BEGIN The input
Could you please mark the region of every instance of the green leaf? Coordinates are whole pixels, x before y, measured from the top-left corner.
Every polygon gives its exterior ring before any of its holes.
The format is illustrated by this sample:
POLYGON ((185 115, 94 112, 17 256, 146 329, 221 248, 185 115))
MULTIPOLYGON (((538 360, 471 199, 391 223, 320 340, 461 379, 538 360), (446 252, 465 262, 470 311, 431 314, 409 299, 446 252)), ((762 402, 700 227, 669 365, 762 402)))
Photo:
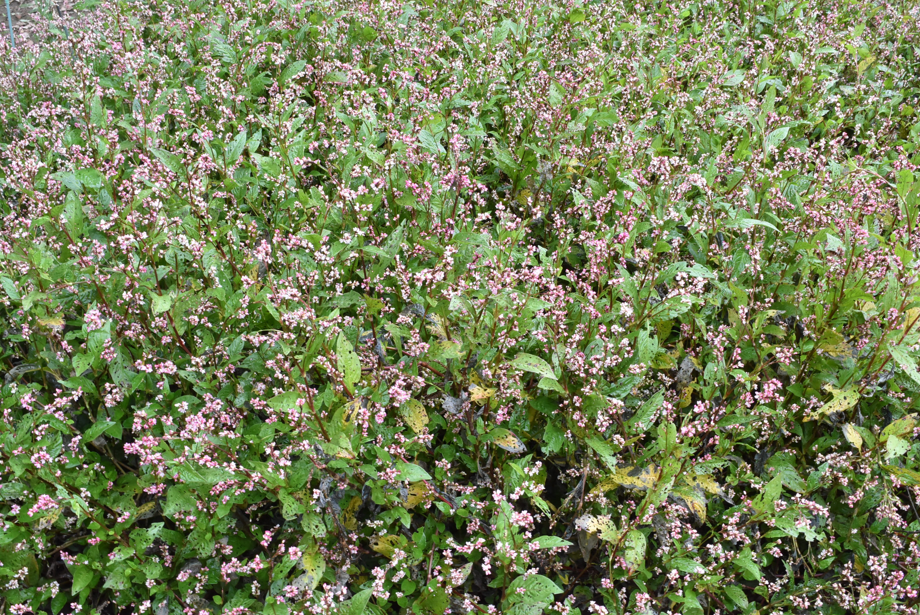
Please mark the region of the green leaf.
POLYGON ((543 377, 540 378, 540 381, 536 383, 536 386, 544 390, 555 390, 563 394, 566 392, 566 389, 562 388, 562 385, 560 385, 558 380, 556 378, 543 377))
POLYGON ((358 592, 351 599, 339 603, 339 612, 342 615, 362 615, 367 607, 368 600, 371 599, 373 589, 364 589, 358 592))
POLYGON ((0 276, 0 283, 3 284, 3 289, 6 293, 6 296, 13 299, 14 301, 19 300, 19 291, 17 290, 16 284, 6 275, 0 276))
POLYGON ((903 455, 911 449, 911 443, 891 434, 885 443, 885 460, 903 455))
POLYGON ((154 147, 150 151, 156 157, 157 160, 163 163, 164 167, 178 175, 180 180, 185 180, 185 165, 182 164, 182 158, 172 152, 157 147, 154 147))
POLYGON ((76 179, 84 186, 98 190, 102 188, 102 181, 105 180, 105 176, 95 168, 81 168, 76 172, 76 179))
POLYGON ((281 77, 278 79, 278 85, 283 86, 293 75, 304 70, 305 66, 306 66, 306 60, 298 60, 285 66, 284 70, 282 71, 281 77))
POLYGON ((639 530, 630 529, 627 532, 627 538, 623 541, 623 559, 627 561, 630 570, 637 570, 645 562, 647 542, 645 534, 639 530))
POLYGON ((115 424, 114 421, 98 421, 93 424, 93 425, 87 429, 83 434, 83 441, 86 443, 90 443, 108 430, 109 427, 115 424))
POLYGON ((150 309, 154 316, 167 311, 172 307, 172 296, 169 295, 150 295, 150 309))
POLYGON ((725 595, 729 597, 729 599, 735 603, 735 606, 744 610, 748 606, 747 596, 744 595, 744 590, 738 586, 725 586, 725 595))
POLYGON ((556 377, 556 374, 553 373, 552 366, 540 357, 535 356, 534 354, 518 353, 518 354, 512 359, 511 364, 518 369, 522 369, 525 372, 539 374, 540 376, 551 380, 558 379, 556 377))
POLYGON ((563 540, 558 536, 538 536, 533 542, 540 545, 540 549, 554 549, 556 547, 570 547, 571 542, 563 540))
POLYGON ((70 572, 74 575, 74 585, 71 586, 70 593, 76 596, 92 582, 93 569, 89 566, 78 565, 71 567, 70 572))
POLYGON ((904 374, 920 384, 920 372, 917 372, 916 361, 914 360, 907 349, 904 346, 891 346, 889 352, 891 353, 891 358, 898 364, 898 366, 904 370, 904 374))
POLYGON ((339 335, 339 341, 336 342, 336 359, 339 371, 342 373, 345 380, 345 386, 354 390, 355 383, 361 379, 361 359, 344 333, 339 335))
POLYGON ((694 560, 686 557, 675 557, 671 560, 671 563, 673 563, 677 570, 682 573, 686 573, 687 574, 702 574, 706 573, 706 566, 699 562, 695 562, 694 560))
POLYGON ((88 354, 84 354, 83 353, 77 353, 71 359, 71 363, 74 366, 74 373, 77 376, 83 375, 85 371, 89 369, 93 363, 93 357, 88 354))
MULTIPOLYGON (((589 447, 594 449, 601 458, 604 459, 604 463, 606 464, 612 471, 616 471, 616 458, 614 457, 614 447, 610 446, 607 442, 601 440, 596 437, 590 437, 585 440, 589 447)), ((617 450, 619 447, 617 447, 617 450)))
POLYGON ((756 218, 735 218, 734 220, 730 220, 725 223, 725 228, 741 228, 742 230, 747 230, 753 226, 766 226, 772 230, 779 232, 779 229, 774 226, 772 224, 766 220, 757 220, 756 218))
POLYGON ((399 480, 414 482, 415 481, 431 481, 431 475, 426 472, 421 466, 414 463, 397 461, 397 470, 399 470, 399 480))
POLYGON ((451 604, 443 587, 426 587, 415 602, 412 610, 416 615, 443 615, 451 604))

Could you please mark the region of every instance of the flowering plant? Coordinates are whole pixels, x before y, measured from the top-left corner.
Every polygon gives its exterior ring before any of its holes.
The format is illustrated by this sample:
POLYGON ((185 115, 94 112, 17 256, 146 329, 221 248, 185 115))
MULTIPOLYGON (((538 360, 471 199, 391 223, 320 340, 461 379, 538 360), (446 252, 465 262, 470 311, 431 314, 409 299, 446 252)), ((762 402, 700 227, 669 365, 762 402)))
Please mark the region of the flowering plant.
POLYGON ((0 49, 0 609, 913 611, 915 3, 102 3, 0 49))

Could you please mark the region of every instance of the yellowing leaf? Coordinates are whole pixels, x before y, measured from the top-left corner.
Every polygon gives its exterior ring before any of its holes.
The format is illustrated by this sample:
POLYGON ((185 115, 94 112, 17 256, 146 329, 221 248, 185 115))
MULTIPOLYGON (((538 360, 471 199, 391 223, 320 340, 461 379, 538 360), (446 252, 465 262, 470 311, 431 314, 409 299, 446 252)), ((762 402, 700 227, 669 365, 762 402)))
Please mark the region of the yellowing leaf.
POLYGON ((500 448, 504 448, 512 453, 523 453, 527 450, 521 438, 511 430, 503 427, 496 427, 489 434, 493 435, 492 442, 500 448))
POLYGON ((862 75, 866 70, 875 63, 875 56, 870 55, 858 64, 857 64, 857 74, 862 75))
POLYGON ((597 534, 602 540, 613 542, 619 539, 620 532, 609 516, 595 516, 582 515, 575 519, 576 529, 582 529, 589 534, 597 534))
POLYGON ((398 536, 375 536, 371 539, 371 549, 386 558, 393 557, 399 544, 398 536))
POLYGON ((853 346, 845 342, 837 343, 822 343, 821 349, 834 359, 847 359, 853 356, 853 346))
POLYGON ((403 506, 412 508, 417 506, 431 495, 431 490, 422 481, 413 482, 408 486, 408 496, 403 502, 403 506))
POLYGON ((882 466, 889 474, 897 477, 904 484, 920 485, 920 472, 916 472, 909 468, 898 468, 897 466, 882 466))
POLYGON ((426 327, 428 328, 428 332, 431 333, 431 335, 434 335, 439 340, 446 340, 448 337, 447 320, 443 316, 438 316, 438 315, 432 315, 431 318, 433 320, 433 324, 426 325, 426 327))
POLYGON ((655 464, 646 468, 624 466, 617 468, 616 472, 608 476, 605 481, 615 482, 627 489, 648 491, 654 488, 660 475, 661 470, 655 464))
POLYGON ((400 406, 399 415, 416 434, 421 434, 429 422, 425 406, 418 400, 409 400, 400 406))
POLYGON ((920 414, 914 412, 907 416, 902 416, 897 421, 891 421, 881 430, 881 435, 879 437, 879 440, 884 442, 890 435, 910 437, 914 434, 914 428, 916 427, 918 419, 920 419, 920 414))
POLYGON ((844 425, 844 437, 851 445, 856 447, 856 449, 862 452, 862 435, 857 431, 856 427, 853 426, 852 423, 847 423, 844 425))
POLYGON ((833 387, 828 387, 828 389, 830 389, 831 392, 834 394, 834 399, 814 412, 806 414, 802 418, 803 421, 816 421, 829 414, 845 412, 857 405, 857 402, 859 401, 859 393, 856 389, 850 388, 846 390, 840 390, 839 389, 834 389, 833 387))
POLYGON ((898 366, 904 370, 904 374, 909 376, 917 384, 920 384, 920 372, 917 372, 916 362, 910 353, 907 352, 906 348, 904 346, 891 346, 889 351, 891 353, 891 358, 898 364, 898 366))
POLYGON ((688 474, 684 478, 684 482, 691 487, 703 490, 707 493, 719 496, 725 495, 725 490, 722 489, 720 484, 716 482, 716 479, 713 478, 712 474, 688 474))
POLYGON ((645 534, 639 530, 630 529, 627 533, 627 538, 623 541, 623 546, 626 547, 623 551, 623 559, 627 561, 629 570, 634 571, 638 569, 645 562, 647 545, 648 540, 645 538, 645 534))
POLYGON ((706 521, 706 494, 702 489, 681 485, 672 492, 673 499, 683 504, 700 521, 706 521))
POLYGON ((342 412, 342 426, 346 427, 354 422, 358 415, 358 411, 367 408, 367 398, 356 397, 345 404, 345 412, 342 412))
POLYGON ((469 386, 469 399, 471 401, 476 401, 480 406, 489 400, 489 398, 495 395, 495 389, 486 389, 485 387, 478 387, 475 384, 469 386))
MULTIPOLYGON (((875 306, 872 306, 873 308, 875 306)), ((905 332, 916 332, 920 331, 920 308, 911 308, 904 312, 904 319, 901 323, 901 328, 905 332), (910 331, 907 328, 910 327, 910 331)))
POLYGON ((351 496, 351 499, 349 501, 348 505, 342 510, 341 516, 339 517, 346 529, 353 531, 358 528, 358 519, 356 516, 359 508, 361 508, 361 497, 358 495, 351 496))
POLYGON ((891 460, 895 457, 903 455, 911 449, 911 443, 907 440, 898 437, 894 434, 888 436, 888 440, 885 442, 885 460, 891 460))

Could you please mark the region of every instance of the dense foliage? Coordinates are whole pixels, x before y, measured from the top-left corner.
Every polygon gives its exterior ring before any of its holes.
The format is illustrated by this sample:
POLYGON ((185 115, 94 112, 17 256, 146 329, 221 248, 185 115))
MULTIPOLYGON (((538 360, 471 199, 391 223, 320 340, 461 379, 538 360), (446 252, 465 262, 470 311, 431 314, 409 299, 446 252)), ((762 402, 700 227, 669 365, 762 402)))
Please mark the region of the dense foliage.
POLYGON ((913 612, 918 19, 120 0, 3 47, 0 609, 913 612))

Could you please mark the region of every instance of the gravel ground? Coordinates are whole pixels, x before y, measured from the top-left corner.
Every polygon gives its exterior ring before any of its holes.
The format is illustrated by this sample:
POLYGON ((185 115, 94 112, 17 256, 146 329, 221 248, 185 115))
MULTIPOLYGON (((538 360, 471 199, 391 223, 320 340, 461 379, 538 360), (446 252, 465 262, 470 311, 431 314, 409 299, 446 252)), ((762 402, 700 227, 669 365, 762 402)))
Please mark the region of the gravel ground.
MULTIPOLYGON (((30 37, 37 24, 47 20, 52 15, 56 18, 70 20, 86 10, 72 0, 9 0, 10 16, 13 17, 13 34, 18 41, 30 37)), ((0 35, 8 40, 9 26, 6 21, 6 0, 0 0, 0 35)))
END The input
Task goal
How many lines in the material above contain the word "green"? Answer with the number only.

Answer for the task
2